• [EXERCISE GOAL]
Reproduce the Arctic warming passage below word for word, starting at "The Sun provides" and ending at "in the Arctic.".

------ SOURCE EXTRACT ------

The surface temperatures in the Arctic increase much faster than the global average, a phenomenon known as Arctic Amplification. The most significant increase occurs in the winter [1][2][3]. The Arctic warming is related to the imbalance of energy budget at the ground and the top of the atmosphere (TOA), sea-ice–albedo feedback, lapse-rate feedback, temperature inversion, enhanced greenhouse effect [1] and the reasons for the climate change in the Arctic region are still unclear.
The Sun provides important energy to the atmospheric gases, liquids and particles (GLPs) and initiates their changes in the three phases through chemical and photochemical reactions (CPRs). Therefore, solar radiation transfers in and interacts with the atmospheric GLPs. The attenuation in the atmosphere and reflections at the ground and the TOA are necessary to be investigated; these physical and chemical processes control/interact with the atmospheric movement through short- and long-wave radiation in different ways [4][5][6][7][8][9][10][11][12], and should be studied for further understanding the regional climate and climate change in the Arctic.

------ RECORDS ------

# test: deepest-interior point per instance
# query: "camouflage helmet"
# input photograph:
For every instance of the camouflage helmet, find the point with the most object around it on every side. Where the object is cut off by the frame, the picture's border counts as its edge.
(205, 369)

------

• [OUTPUT FOR THIS TASK]
The Sun provides important energy to the atmospheric gases, liquids and particles (GLPs) and initiates their changes in the three phases through chemical and photochemical reactions (CPRs). Therefore, solar radiation transfers in and interacts with the atmospheric GLPs. The attenuation in the atmosphere and reflections at the ground and the TOA are necessary to be investigated; these physical and chemical processes control/interact with the atmospheric movement through short- and long-wave radiation in different ways [4][5][6][7][8][9][10][11][12], and should be studied for further understanding the regional climate and climate change in the Arctic.